Input records -
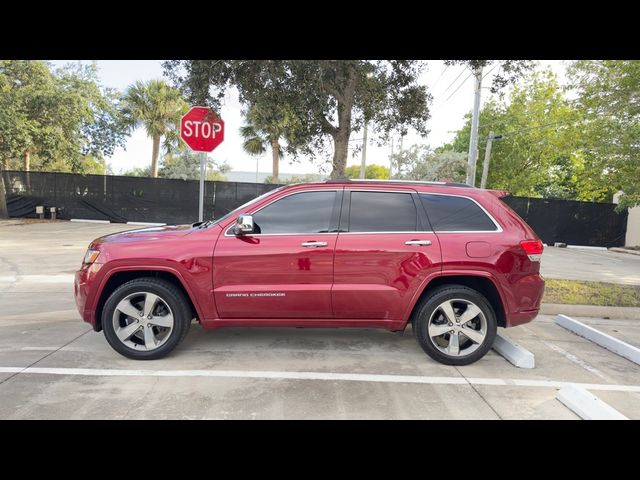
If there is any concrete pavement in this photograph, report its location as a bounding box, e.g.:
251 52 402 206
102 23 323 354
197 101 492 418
0 222 640 419
540 247 640 285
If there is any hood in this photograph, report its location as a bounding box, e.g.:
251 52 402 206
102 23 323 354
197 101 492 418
92 224 195 244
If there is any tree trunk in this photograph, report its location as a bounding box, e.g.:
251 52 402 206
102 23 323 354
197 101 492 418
151 135 160 178
331 70 357 180
271 138 280 183
0 162 9 218
24 148 31 191
331 132 351 180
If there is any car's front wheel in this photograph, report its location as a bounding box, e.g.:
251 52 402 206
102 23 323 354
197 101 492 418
413 285 497 365
102 277 192 360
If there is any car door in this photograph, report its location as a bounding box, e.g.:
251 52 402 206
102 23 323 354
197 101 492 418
214 188 342 319
332 189 441 320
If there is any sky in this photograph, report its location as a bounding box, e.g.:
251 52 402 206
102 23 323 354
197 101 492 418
51 60 568 174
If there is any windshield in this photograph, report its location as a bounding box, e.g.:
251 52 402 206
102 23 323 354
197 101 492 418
207 185 286 226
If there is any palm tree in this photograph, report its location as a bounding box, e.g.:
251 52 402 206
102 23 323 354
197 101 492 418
122 80 188 177
240 105 289 183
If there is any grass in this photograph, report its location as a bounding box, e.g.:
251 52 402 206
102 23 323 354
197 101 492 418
542 278 640 307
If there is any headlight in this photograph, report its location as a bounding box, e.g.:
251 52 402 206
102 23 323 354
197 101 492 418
82 249 100 264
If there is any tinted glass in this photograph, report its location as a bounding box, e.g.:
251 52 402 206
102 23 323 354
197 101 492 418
253 191 336 233
349 192 418 232
420 195 497 232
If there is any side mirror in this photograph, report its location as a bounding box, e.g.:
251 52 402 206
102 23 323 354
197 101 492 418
233 214 254 235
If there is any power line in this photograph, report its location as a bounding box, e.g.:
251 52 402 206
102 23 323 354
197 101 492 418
444 72 473 103
431 65 449 90
482 62 500 78
433 70 473 113
442 67 467 95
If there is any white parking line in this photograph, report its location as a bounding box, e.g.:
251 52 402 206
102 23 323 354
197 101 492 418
0 367 640 392
0 273 74 283
542 340 609 382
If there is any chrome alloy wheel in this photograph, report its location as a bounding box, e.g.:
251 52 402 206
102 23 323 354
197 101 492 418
428 299 487 357
112 292 174 351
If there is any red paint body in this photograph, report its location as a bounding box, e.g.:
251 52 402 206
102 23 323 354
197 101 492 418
75 182 544 330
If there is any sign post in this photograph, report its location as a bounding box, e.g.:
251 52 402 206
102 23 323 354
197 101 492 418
180 107 224 222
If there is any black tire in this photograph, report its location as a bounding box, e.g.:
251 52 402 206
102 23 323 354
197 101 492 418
411 284 498 366
102 277 193 360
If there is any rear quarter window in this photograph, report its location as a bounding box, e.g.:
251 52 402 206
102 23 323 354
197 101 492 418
420 194 498 232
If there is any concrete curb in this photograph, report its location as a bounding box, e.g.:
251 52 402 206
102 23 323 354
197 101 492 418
69 218 111 223
554 315 640 365
556 385 629 420
492 332 536 368
540 303 640 320
609 247 640 255
566 245 607 252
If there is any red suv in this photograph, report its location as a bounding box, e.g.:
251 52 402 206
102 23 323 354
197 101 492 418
75 180 544 365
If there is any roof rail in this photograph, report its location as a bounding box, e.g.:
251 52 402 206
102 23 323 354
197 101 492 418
325 178 474 188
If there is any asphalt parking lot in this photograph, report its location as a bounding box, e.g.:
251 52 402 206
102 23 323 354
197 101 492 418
0 221 640 419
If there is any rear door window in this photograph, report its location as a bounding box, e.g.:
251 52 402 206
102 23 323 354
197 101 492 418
420 194 498 232
349 191 418 232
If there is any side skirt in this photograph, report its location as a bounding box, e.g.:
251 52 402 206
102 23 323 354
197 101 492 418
201 318 407 332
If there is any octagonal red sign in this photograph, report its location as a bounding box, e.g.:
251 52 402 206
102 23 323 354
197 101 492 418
180 107 224 152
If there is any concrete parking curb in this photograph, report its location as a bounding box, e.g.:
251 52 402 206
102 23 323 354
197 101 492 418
493 332 536 368
554 315 640 365
540 303 640 320
609 247 640 255
556 385 629 420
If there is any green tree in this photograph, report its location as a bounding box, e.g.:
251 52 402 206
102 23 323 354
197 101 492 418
569 60 640 208
0 60 127 216
445 70 596 200
240 102 295 183
164 60 431 178
344 163 390 180
264 173 325 185
0 60 126 172
158 150 231 181
122 80 188 177
391 145 467 182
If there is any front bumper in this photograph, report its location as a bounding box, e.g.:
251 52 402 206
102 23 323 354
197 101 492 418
73 263 103 329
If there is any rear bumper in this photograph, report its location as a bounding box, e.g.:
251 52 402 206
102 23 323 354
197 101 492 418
73 263 102 330
506 273 544 327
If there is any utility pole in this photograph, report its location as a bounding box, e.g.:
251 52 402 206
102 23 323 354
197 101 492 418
480 132 502 188
360 120 367 178
467 67 482 186
480 132 493 188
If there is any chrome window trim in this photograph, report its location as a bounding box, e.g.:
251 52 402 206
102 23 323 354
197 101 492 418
418 192 504 233
224 185 504 237
224 188 343 237
338 230 437 235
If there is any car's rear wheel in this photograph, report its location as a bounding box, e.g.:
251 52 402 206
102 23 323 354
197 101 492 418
102 278 192 360
413 285 497 365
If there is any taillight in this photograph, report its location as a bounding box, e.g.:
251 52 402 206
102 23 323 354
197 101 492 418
520 240 544 262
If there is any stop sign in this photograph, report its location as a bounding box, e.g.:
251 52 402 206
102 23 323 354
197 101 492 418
180 107 224 152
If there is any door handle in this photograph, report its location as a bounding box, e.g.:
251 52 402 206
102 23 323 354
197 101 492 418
302 242 327 248
404 240 431 245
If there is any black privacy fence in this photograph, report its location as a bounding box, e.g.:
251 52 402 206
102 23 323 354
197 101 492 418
3 171 278 224
503 196 628 247
3 171 627 247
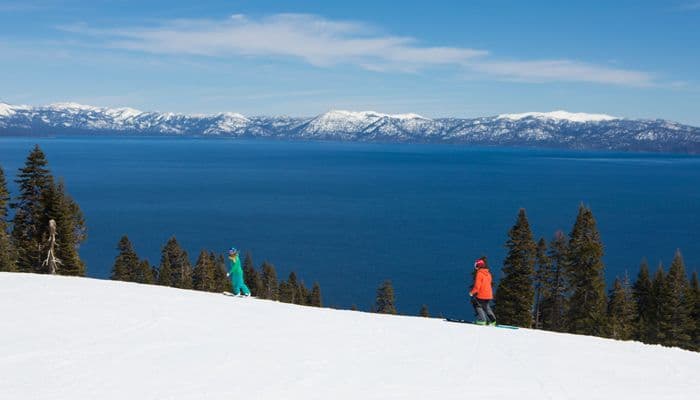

Given instruction - Revise the records by replacing every "photograph" with "image" and leaving everything else unchanged. Leave the pictures out of your answer.

Full solution -
If there is any concrete pavement in this image, report its location as a bounding box, e.g.:
251 52 402 206
102 23 323 354
197 101 492 418
0 222 640 419
540 247 640 285
If there is any hood in this image, report its location as a bounding box, e.g.:
251 52 402 206
102 23 323 354
197 101 492 418
92 224 195 244
If there is any tree trunk in this image, report its location as a bounding box, e.g.:
251 52 402 206
102 23 323 354
197 101 492 418
151 135 160 178
331 70 357 180
271 138 280 183
0 162 9 218
24 148 31 191
331 132 351 180
If there is any car's front wheel in this image, report its location as a bounding box, e.g.:
251 52 402 206
102 23 323 354
197 101 492 418
413 285 497 365
102 277 192 360
If there is any car door in this image, report its location as a bounding box, e.g.:
251 52 402 206
102 23 323 354
197 101 492 418
214 188 342 319
332 189 441 320
If there is any sky in this image, report its location as a bounding box, e.g.:
251 52 402 206
102 23 323 354
197 101 492 418
51 60 568 174
If there is any windshield in this image, report its location as a bounding box, e.g.:
251 52 402 206
102 23 323 354
197 101 492 418
207 185 286 226
If there is any palm tree in this image, report its location as a bounding box, e.g.:
251 52 402 206
102 23 323 354
197 101 492 418
122 80 188 177
240 105 289 183
If there is any grass in this image, report its location as a bounding box, e.g.:
251 52 402 206
102 23 323 354
197 101 492 418
542 278 640 307
If there is any headlight in this image, report its location as a bounding box, e.g.:
251 52 402 206
102 23 323 354
197 101 492 418
82 249 100 264
If there is any tinted glass in this image, report its location as a bounding box, e.g.:
251 52 402 206
102 23 323 354
197 101 492 418
253 191 336 233
349 192 418 232
420 195 497 232
If there is any side mirror in this image, report its location as a bounding box, e.g.:
251 52 402 206
102 23 323 354
197 101 492 418
233 214 254 235
If there is any power line in this image, report its location as a bounding box, e.g.:
251 52 402 206
102 23 323 354
197 101 492 418
444 72 473 103
431 65 449 90
482 62 500 78
433 70 473 113
442 67 467 95
If there is any white parking line in this image, report its location as a bounding box, e.g.:
251 52 402 206
102 23 323 354
197 101 492 418
0 367 640 392
0 273 74 283
542 340 609 382
If there is any chrome alloy wheel in this image, report its location as a bounding box, e.g.:
251 52 402 206
102 23 323 354
197 101 492 418
428 299 487 357
112 292 174 351
If there is any red paint body in this image, report its location as a bounding box, e.g.:
251 52 402 206
102 23 323 354
197 101 492 418
75 182 544 330
If there is any sign post in this image, report its location as a bounding box, e.g.:
251 52 402 206
102 23 323 354
197 101 492 418
180 107 224 222
If there is any black tire in this image, report its location as a bounding box, e.g.:
251 52 402 206
102 23 323 354
197 101 492 418
411 284 498 366
102 277 193 360
If there is any rear quarter window in this image, report its location as a bounding box, e.g.:
251 52 402 206
102 23 323 354
197 101 492 418
420 194 498 232
If there is any concrete curb in this image, report its location as a bounding box, e.g.:
251 52 402 206
102 23 323 354
197 101 492 418
69 218 111 223
554 315 640 365
556 385 629 420
492 332 536 368
540 303 640 320
609 247 640 255
566 245 607 252
If there is any red suv in this image, report its location as a bounding box, e.g.:
251 52 402 206
102 23 323 354
197 101 492 418
75 180 544 365
If there is any roof rail in this image, report its location as a bounding box, e.g.:
251 52 402 206
102 23 323 354
197 101 492 418
325 178 474 188
If there is any asphalt parking lot in this image, report its location as a bounding box, e.g.:
251 52 402 206
102 23 323 354
197 101 492 418
0 221 640 419
If there is any rear door window in this image, report its location as a bounding box, e.g.:
251 52 402 206
102 23 323 354
197 101 492 418
420 194 498 232
349 191 418 232
If there is any side skirt in this image, report its location as a bounding box, e.g.:
251 52 402 206
102 23 323 354
197 101 492 418
201 318 407 332
If there is any octagonal red sign in this image, report its location as a bounding box, e.g.:
251 52 402 206
102 23 323 354
197 101 492 418
180 107 224 152
If there is any concrete parking curb in this image, report its location as a bounding box, e.g.:
251 52 402 206
102 23 323 354
197 101 492 418
493 332 536 368
554 315 640 365
540 303 640 320
609 247 640 255
556 385 629 420
If there is any green tree in this image, report its location as a bounding box, e.g.:
251 52 402 206
102 23 323 354
197 101 492 418
569 60 640 208
0 60 127 216
445 70 596 200
240 102 295 183
164 60 431 178
344 163 390 180
264 173 325 185
0 60 126 172
158 150 231 181
122 80 188 177
391 145 467 182
If there is any front bumper in this image, report its location as a bounding box, e.g.:
251 52 402 206
102 23 323 354
197 101 492 418
73 263 103 329
If there is any rear bumper in this image, report its location as a bounding box, e.g.:
251 52 402 206
102 23 323 354
197 101 492 418
73 263 102 330
506 273 544 327
If there is any utility pole in this image, report its location as a bounding box, e.g.:
251 52 402 206
102 23 323 354
197 101 492 418
480 132 502 188
360 120 367 178
467 67 482 186
480 132 493 188
If there is any chrome window trim in this image, report its location as a bounding box, e.g.:
251 52 402 206
102 23 323 354
197 101 492 418
418 192 504 233
224 185 504 237
224 188 343 237
338 230 437 235
If there is any car's rear wheel in this image, report its location as a bounding box, e.g.:
251 52 402 206
102 23 323 354
197 101 492 418
102 278 192 360
413 285 497 365
If there is any taillight in this image, report its location as a bounding box, e.g.:
251 52 402 206
102 23 323 354
197 101 492 418
520 240 544 262
If there is any stop sign in this image, report its location as a bounding box, e.g.:
251 52 402 206
102 23 323 354
197 101 492 418
180 107 224 152
If there is any door handle in this image, report its location as a bounding box, e.g.:
251 52 402 206
102 23 323 354
197 101 492 418
302 242 327 248
404 240 431 245
If there is any black privacy fence in this image, report its location as a bounding box, e.g.:
251 52 402 206
102 23 323 354
197 101 492 418
3 171 278 224
503 196 628 247
3 171 627 247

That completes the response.